• **Directions**:
Each entry must be duplicated precisely, with nothing left out.

• **Data for review**:
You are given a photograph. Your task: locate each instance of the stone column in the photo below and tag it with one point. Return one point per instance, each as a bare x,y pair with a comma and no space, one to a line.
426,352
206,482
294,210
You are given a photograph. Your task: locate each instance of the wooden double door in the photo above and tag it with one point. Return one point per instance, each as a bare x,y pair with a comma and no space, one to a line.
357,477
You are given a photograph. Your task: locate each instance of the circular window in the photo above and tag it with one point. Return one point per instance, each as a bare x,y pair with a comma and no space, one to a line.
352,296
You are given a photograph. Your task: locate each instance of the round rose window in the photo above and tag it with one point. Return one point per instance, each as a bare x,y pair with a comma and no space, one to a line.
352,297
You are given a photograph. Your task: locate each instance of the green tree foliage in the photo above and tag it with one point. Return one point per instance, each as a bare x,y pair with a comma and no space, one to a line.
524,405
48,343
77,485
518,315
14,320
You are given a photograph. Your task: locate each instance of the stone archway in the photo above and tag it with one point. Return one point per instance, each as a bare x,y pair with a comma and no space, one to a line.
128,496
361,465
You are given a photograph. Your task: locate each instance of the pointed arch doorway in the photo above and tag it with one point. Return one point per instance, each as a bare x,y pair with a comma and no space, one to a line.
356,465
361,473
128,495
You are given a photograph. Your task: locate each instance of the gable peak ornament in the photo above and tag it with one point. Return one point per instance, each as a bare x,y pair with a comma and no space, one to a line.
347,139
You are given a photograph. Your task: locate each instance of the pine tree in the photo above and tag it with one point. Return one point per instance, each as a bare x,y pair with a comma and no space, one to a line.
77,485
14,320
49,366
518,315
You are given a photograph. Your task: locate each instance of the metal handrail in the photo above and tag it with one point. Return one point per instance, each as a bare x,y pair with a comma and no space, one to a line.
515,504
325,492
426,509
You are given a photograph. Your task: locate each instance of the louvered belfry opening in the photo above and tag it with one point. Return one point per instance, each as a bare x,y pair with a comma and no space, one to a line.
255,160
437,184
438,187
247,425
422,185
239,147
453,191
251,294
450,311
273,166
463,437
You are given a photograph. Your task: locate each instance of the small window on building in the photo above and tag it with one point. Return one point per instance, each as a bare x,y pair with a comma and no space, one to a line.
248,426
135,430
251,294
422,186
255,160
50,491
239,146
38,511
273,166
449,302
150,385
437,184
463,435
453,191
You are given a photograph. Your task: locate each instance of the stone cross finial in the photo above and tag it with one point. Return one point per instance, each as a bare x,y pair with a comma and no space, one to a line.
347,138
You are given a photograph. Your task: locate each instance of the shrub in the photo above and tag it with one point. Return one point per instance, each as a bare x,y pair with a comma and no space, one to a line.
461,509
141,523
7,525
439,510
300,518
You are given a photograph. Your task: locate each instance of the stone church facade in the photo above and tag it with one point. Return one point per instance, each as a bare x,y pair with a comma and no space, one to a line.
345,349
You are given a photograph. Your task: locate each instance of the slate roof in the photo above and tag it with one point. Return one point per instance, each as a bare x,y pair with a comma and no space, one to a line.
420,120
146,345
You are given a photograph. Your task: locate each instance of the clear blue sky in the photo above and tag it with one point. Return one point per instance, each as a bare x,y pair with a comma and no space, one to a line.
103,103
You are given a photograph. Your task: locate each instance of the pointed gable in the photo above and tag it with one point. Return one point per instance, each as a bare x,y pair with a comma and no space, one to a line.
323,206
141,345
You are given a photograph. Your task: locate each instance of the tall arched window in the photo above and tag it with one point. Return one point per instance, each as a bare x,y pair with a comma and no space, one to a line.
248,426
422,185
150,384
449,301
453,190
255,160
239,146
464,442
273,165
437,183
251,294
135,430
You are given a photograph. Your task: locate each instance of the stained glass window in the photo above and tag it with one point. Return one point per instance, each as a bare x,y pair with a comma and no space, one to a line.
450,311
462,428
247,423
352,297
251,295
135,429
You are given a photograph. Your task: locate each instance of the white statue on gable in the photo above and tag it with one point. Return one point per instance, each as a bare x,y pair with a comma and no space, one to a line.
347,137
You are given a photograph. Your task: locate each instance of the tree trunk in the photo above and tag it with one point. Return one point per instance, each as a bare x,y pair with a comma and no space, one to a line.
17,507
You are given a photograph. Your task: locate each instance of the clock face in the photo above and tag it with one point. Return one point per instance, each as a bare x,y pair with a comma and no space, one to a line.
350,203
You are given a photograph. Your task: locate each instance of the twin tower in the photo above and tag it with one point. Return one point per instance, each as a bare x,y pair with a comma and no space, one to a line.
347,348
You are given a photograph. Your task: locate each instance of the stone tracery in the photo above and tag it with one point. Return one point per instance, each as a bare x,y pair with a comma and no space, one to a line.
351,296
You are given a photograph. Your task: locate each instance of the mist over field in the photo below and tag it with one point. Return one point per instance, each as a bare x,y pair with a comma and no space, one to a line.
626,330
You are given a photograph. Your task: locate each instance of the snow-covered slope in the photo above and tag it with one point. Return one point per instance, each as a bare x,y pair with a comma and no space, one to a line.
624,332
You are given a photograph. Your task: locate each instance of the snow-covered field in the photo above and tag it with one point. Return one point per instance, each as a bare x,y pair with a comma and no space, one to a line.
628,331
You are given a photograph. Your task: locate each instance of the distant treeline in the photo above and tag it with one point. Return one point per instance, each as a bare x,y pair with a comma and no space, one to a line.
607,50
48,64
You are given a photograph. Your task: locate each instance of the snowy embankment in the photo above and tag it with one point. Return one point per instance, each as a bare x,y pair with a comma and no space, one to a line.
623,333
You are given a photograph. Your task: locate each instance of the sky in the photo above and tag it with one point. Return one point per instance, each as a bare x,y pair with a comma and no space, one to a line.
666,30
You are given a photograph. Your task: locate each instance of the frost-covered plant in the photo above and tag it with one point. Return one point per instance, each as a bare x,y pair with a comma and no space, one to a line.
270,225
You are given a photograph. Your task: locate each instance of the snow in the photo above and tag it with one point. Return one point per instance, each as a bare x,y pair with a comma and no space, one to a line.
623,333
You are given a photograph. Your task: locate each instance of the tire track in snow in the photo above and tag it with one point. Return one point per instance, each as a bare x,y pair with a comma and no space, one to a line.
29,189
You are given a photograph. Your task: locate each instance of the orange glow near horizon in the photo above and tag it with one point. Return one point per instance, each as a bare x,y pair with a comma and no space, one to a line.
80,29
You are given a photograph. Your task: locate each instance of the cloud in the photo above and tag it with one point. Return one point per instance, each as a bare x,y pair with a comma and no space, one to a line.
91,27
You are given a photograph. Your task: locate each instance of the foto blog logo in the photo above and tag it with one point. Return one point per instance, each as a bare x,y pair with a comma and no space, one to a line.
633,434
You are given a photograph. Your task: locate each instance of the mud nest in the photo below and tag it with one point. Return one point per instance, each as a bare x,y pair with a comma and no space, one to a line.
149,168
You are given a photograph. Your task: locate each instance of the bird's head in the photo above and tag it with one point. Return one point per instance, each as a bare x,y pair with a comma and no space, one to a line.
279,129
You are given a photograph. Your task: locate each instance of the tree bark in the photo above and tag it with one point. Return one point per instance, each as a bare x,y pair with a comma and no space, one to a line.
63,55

• **Exercise response**:
You are given a photograph. Your task: locate each instance of the stone column in the photo below and tag it with one point. Return one point per instance, each as a bare x,y pair with a comma and no space, one to a line.
426,352
206,482
294,210
You are given a photograph. Your task: locate each instance of the wooden double door in the photo above and tag it with one point. Return one point per instance, each as a bare x,y pair with a comma and no space, one to a line.
357,477
You are given a photograph. Your task: locate each instance of the circular window in the photo above and tag it with one point. Return one point per instance, each as a bare x,y pair with a comma and no space, one to a line.
352,296
You are given a photograph. Your task: locate each instance of the round rose window in the photo above and tag it with one point. Return one point per instance, each as a bare x,y pair with a comma and no space, one to a line.
352,297
You are given a photograph. Your task: locate each instance of the green tree foliage in the photo above and tag it with one point. Return one point per instance, each as a bare x,y pair with a comma and no space, one to a line.
524,405
48,343
77,485
518,315
14,320
You are given a photograph. Your task: locate each instance of the stone archway in the photo above and tag it with one point. Return one point per instance, each as a bare x,y pair with a comma and no space, one to a line.
128,496
361,465
You are given a photograph. Your task: locate each instance of the pointed arch doorway in the photo above and tag it with one point. Return one point per instance, each as a bare x,y pair with a comma and no space, one to a line.
356,465
361,473
128,495
You are given a photograph. Your task: locate each instance of the gable peak ornament in the photo above and tag it with one point. Return one point per instance, each as a bare x,y pair with a comma and no space, one to a line.
347,139
You are given a photograph. Your task: locate each instance of the pine tree in the photo above and tag it with one point. Return one point per instance, each as a bare x,y pair with a comma and no space, one to a line.
77,485
14,320
49,366
518,315
You are given a photograph. Your task: locate each instance of the metal handrail in the photo above and tag it with one point. Return one point per instance, each as a bare x,y pair with a comma and no space, one to a line.
515,504
325,492
426,509
You are given a photograph. Your task: locate each instance of the louvered belfry opening in the photo above and tag it with one point. Return one point per instance, each as a bare x,y pair with a comma and no space, one to a line.
255,160
437,184
438,187
247,425
422,185
239,147
453,191
251,294
450,311
273,166
463,437
You are given a photograph. Your task: locate each instance of the small window on building in the photo above and tag it with one point. Return one point per instance, each as a bare x,y pair with a comma and no space, one to a line.
248,426
135,430
251,294
422,186
255,160
50,491
239,146
38,511
273,166
449,302
150,385
437,184
463,435
453,191
You are given a photograph. Your task: locate each instance of the stone cross finial in the photo above and tag it with one point. Return one point per instance, each as a bare x,y pair with a comma and no space, one to a line.
347,138
You are given a photograph. Your task: locate each instance of the shrub in the photo above and tag it with one point. Return one point per instance, each as a bare x,y pair with a comma and no space, one to a line.
461,509
141,523
7,525
439,510
300,518
You are given a photograph. Your task: locate each instance of the stone church facade in the photo above and tag it with one point. Return one point per instance, each as a bare x,y pair with a comma and no space, one to a line.
345,349
You are given a photograph. Your task: locate each instance of the slate roof in the photo above and tag it with one point. Return one point per instance, each as a bare x,y pair with a comma and no space, one to a line.
420,120
146,345
You are given a photograph. Your task: locate each instance of the clear blue sky in the photo above and tag it with one point. Return one point per instance, each as a bare x,y pair with a comma and no space, one to a line.
103,103
You are given a photograph. Your task: locate each instance of the pointed gable in the photo above and tag it with one point. Return one point per instance, each as a bare x,y pair with a comma and no space, one to a line.
323,206
141,345
You are given a photograph. Your task: locate each instance of the tall arched window in the photo above and tag it with one point. Return one point per instance, each as a bare x,y pair with a comma and no space, one to a line.
248,426
422,185
150,384
449,301
453,190
255,160
239,146
464,442
273,165
437,183
251,294
135,430
You are given a photograph. Your task: locate each instance of the stained glass window in the photo above and tag it with one point. Return one point per instance, each as a bare x,y pair with a comma and no space, one to a line.
450,311
462,428
247,423
352,297
251,295
135,429
You are given a photograph. Your task: locate each instance of the white statue on gable in the photo above and tag it with one point. Return one point per instance, each as a bare x,y pair with a comma and no space, one to a line.
347,137
You are given a photograph. Your task: locate each instance of the tree trunk in the photo above and tag it with one point. Return one point per instance, each as a bare x,y pair with a comma and no space, one to a line.
17,507
You are given a photograph. Your task: locate each instance of the clock face in the photo above and tag it with one point. Return one point per instance, each as a bare x,y pair with a comma and no space, one to a line.
350,203
You are given a photograph. Your task: locate each instance of the twin tower in the photo above and tag it with one point. Return one point per instance, each as a bare x,y pair with a comma and no space, one to a line.
347,348
You are given a photograph. Your task: locate each instance of the stone tracery in the photo above and tag it with one point. Return one point per instance, each as a bare x,y pair with a comma and no space, one to a line.
351,296
You are given a photograph. Your task: locate each instance of the mist over field in the photo below and tag it with one point. Return one point per instance, each as a bare x,y pair with a comma and no space, one to a line.
626,330
You are given a photograph. Your task: locate each instance of the snow-covered slope in the photo above and tag it with one point. Return one point per instance, each as a bare x,y pair with a comma and no space, one to a line.
624,332
You are given a photograph. Your task: locate each instance of the snow-covered field in the photo above and tag it with one point. Return one point per instance, each as a bare x,y pair with a comma and no space, one to a line.
628,331
You are given a photograph. Your task: locate each instance of the distant treeline in the photo above and tag it with one point. Return one point per instance, each as a bare x,y pair with a comma and no space, one to a line.
607,50
48,64
You are given a photograph. Your task: locate each instance of the snowy embankment in the photo above and tag it with one point. Return one point per instance, each as a bare x,y pair with a comma and no space, one to a line.
623,333
You are given a photograph. Your task: locate each instance of the sky in the photo above and tag it with one point. Return one point per instance, each as a bare x,y pair with a comma and no space, one to a line.
666,30
You are given a photograph. Your task: locate each instance of the frost-covered plant in the photo above and tag it with one point. Return one point per instance, each as a bare x,y pair with a comma and no space, one to a line.
270,225
You are given a photograph. Your task: locate each instance of the snow in the photo above and tag it with one point. Return one point per instance, each as a bare x,y pair with a comma and no space, one to a line.
623,333
You are given a photograph. Your task: locate each instance of the tire track in snow in the photo above and tag it with one point. Return one point per instance, each as a bare x,y pair with a comma and no space, one to a line.
29,189
You are given a photograph. Your task: locate each instance of the orange glow near horizon in the photo above and tag it with one point. Return one point per instance, each as a bare x,y pair with a comma and no space, one to a line.
80,29
You are given a photograph. Your task: locate each instance of the cloud in the photo above and tag it with one point. Return one point per instance, each as a bare x,y pair with a comma and no space, one to a line.
91,27
You are given a photograph. Your task: locate each instance of the foto blog logo in the photo above and tag it with one point. Return one point per instance, each as a bare x,y pair with a comma and no space, one to a line.
633,434
You are given a photograph. Your task: locate each instance of the mud nest in the photo below and tag it with one point. Return one point per instance, each as a bare x,y pair with a comma and no space, one to a line.
149,168
You are given a photograph. Your task: locate each instance of the bird's head in the photo above and tag it with one point. Return one point per instance, each as a bare x,y pair with a comma and no space, one to a line.
279,129
You are given a photograph. Your task: locate each instance of the tree bark in the photo above and tag it with one point. Return one point per instance, each as a bare x,y pair with a comma and no space, one to a line.
63,55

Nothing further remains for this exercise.